• Required task:
Can you write out the lines from the one containing "Wanted | a point on the parsley" through the end of the records, reproducing each one precisely?

Source data:
★ ★ ★
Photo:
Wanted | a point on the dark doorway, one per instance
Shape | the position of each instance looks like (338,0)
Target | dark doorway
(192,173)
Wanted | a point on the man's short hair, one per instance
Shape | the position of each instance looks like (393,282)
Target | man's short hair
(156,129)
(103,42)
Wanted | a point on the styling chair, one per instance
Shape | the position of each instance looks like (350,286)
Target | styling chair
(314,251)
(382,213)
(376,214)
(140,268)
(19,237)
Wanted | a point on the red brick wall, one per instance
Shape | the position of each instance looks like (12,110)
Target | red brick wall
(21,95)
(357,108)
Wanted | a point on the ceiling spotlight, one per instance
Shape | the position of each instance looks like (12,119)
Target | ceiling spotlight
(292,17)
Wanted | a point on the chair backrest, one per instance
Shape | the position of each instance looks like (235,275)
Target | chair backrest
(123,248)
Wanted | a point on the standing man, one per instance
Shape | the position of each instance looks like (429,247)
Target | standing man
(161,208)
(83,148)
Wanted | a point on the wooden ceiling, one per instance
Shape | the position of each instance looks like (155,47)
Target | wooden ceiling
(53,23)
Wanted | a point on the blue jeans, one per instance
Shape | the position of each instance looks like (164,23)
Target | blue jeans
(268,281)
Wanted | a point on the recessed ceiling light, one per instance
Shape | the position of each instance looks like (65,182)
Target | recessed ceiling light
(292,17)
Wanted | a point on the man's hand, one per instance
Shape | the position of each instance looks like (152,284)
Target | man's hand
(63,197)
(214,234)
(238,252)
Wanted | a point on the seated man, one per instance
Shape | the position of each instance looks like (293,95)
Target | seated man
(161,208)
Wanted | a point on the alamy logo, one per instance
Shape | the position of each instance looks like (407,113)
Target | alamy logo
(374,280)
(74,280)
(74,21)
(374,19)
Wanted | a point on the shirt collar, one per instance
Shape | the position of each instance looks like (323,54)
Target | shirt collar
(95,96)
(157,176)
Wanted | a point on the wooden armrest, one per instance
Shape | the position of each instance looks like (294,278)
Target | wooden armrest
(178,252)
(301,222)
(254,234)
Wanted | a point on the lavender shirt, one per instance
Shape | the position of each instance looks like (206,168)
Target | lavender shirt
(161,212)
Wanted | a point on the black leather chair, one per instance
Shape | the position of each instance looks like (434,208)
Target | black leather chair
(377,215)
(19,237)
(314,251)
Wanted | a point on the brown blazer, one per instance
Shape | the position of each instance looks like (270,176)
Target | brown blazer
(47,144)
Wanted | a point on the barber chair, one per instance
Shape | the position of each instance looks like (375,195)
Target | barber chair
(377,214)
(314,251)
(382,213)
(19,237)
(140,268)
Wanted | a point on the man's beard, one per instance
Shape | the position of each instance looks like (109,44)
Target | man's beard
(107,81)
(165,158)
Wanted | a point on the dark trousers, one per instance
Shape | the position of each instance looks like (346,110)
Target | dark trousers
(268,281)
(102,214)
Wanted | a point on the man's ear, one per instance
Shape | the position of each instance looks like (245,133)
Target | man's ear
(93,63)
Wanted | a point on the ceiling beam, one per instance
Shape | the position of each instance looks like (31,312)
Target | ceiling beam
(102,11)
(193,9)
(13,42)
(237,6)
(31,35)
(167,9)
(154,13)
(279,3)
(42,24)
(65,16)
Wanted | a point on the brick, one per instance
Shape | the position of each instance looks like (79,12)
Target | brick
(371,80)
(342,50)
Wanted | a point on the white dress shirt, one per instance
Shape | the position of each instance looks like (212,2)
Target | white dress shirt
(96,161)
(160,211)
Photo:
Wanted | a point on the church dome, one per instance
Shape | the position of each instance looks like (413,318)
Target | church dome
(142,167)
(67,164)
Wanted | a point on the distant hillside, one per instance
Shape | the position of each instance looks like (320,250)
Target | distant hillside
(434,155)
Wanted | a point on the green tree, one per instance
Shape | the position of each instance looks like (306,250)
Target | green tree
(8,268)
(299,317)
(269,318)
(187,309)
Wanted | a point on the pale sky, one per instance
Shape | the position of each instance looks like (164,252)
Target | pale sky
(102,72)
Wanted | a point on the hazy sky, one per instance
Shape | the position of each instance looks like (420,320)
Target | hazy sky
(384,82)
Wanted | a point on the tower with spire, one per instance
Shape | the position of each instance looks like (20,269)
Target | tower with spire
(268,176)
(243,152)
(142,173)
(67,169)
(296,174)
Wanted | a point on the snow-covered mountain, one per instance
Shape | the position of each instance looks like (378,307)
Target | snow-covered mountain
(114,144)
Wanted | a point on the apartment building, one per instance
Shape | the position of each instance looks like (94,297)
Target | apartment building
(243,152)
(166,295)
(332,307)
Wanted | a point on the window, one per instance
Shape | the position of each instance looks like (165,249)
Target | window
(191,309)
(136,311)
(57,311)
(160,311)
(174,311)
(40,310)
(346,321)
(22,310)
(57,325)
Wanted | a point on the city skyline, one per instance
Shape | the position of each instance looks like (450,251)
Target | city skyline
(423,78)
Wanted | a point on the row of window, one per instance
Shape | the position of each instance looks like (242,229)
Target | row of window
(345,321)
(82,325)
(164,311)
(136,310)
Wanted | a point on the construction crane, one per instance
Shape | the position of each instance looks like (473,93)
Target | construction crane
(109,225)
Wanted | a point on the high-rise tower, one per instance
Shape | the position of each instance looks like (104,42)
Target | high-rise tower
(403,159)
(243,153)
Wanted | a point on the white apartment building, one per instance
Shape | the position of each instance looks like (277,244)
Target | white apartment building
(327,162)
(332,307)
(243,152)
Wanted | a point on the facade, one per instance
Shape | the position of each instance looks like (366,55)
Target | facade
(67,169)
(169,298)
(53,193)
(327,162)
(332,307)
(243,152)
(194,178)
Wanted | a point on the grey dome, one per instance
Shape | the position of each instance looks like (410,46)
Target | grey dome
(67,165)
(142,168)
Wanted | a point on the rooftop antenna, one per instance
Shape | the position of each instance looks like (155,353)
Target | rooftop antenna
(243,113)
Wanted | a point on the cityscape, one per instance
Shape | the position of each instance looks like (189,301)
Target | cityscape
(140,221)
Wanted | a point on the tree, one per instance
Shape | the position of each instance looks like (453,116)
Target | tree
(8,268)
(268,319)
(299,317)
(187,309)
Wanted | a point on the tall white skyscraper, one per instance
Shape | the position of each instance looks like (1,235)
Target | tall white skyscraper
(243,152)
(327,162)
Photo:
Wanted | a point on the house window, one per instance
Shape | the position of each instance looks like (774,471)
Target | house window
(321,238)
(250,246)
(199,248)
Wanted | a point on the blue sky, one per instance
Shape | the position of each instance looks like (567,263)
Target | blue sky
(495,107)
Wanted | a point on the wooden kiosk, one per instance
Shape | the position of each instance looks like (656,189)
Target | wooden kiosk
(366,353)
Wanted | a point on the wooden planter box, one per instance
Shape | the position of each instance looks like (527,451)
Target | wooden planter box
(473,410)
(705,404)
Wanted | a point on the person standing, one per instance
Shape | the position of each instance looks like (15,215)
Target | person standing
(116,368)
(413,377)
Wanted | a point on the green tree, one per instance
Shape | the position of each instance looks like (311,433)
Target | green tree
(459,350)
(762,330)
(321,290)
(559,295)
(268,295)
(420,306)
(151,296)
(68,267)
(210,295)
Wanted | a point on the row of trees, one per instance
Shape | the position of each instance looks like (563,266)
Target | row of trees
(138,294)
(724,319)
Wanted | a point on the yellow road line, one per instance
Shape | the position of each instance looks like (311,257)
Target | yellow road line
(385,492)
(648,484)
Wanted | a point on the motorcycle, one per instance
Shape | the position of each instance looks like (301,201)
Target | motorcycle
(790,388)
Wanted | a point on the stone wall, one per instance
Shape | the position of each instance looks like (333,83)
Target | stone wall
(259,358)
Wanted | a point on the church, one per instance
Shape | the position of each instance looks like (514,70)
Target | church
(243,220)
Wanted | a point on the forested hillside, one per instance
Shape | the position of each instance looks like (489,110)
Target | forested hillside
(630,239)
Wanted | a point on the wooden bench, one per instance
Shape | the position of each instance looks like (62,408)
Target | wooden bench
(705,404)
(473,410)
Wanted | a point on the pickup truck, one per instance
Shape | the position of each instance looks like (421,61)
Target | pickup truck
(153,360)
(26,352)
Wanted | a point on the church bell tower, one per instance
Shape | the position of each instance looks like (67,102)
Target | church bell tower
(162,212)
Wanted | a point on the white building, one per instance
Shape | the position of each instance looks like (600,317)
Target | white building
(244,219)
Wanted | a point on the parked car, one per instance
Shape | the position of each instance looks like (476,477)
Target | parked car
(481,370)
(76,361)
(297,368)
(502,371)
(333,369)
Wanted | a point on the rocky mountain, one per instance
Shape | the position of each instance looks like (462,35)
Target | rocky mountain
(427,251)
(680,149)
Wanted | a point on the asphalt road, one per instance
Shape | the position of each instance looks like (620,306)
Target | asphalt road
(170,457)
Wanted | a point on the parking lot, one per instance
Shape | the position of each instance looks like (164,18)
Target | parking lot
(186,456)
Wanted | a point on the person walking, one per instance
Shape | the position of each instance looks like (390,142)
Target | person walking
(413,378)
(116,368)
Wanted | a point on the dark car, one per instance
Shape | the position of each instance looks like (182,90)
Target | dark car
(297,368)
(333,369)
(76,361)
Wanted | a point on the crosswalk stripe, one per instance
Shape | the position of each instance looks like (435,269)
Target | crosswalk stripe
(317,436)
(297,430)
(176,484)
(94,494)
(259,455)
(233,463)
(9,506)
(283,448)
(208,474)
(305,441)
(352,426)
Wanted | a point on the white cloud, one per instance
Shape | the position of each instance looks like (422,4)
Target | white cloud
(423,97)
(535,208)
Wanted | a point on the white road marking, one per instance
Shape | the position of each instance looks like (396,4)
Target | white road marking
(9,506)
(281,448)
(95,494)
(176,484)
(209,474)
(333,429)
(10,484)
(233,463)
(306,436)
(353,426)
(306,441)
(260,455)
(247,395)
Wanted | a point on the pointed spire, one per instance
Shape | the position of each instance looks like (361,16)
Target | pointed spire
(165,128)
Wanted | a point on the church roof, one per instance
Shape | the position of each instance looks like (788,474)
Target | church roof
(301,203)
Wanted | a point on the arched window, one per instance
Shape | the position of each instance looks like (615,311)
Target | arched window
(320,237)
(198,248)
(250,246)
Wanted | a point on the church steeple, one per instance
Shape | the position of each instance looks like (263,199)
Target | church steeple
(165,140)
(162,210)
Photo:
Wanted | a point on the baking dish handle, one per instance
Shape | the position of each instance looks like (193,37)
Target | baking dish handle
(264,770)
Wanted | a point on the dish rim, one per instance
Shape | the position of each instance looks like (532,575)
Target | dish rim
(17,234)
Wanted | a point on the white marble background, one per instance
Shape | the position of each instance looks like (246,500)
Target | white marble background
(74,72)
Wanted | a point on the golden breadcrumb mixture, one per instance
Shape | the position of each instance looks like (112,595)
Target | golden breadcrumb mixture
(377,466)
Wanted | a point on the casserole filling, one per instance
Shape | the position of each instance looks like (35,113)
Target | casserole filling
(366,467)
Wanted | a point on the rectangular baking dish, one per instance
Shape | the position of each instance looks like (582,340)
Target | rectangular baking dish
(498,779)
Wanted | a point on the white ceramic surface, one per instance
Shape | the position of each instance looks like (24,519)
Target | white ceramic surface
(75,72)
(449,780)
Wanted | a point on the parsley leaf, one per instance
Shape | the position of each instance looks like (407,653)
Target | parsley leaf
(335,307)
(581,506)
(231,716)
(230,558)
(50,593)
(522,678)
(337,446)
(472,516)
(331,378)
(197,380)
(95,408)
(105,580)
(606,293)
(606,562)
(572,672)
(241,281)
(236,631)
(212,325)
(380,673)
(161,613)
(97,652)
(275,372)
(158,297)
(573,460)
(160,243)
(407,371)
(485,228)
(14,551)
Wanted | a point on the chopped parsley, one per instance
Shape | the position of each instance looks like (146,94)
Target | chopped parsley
★ ★ ★
• Response to the task:
Wanted | a point on the parsley leaf, one per instance
Shape | the position of each instance looks like (407,653)
Target | parsley leaf
(335,307)
(581,506)
(231,716)
(230,558)
(50,593)
(522,678)
(337,446)
(472,516)
(331,378)
(197,380)
(95,408)
(105,580)
(606,293)
(606,562)
(572,672)
(241,281)
(236,631)
(212,325)
(380,673)
(161,613)
(97,652)
(275,372)
(158,297)
(573,460)
(160,243)
(407,371)
(485,228)
(14,551)
Wanted | a point on the chopped parsley, one per instance
Shape | the position of each instance looks like (146,94)
Target | chopped parsley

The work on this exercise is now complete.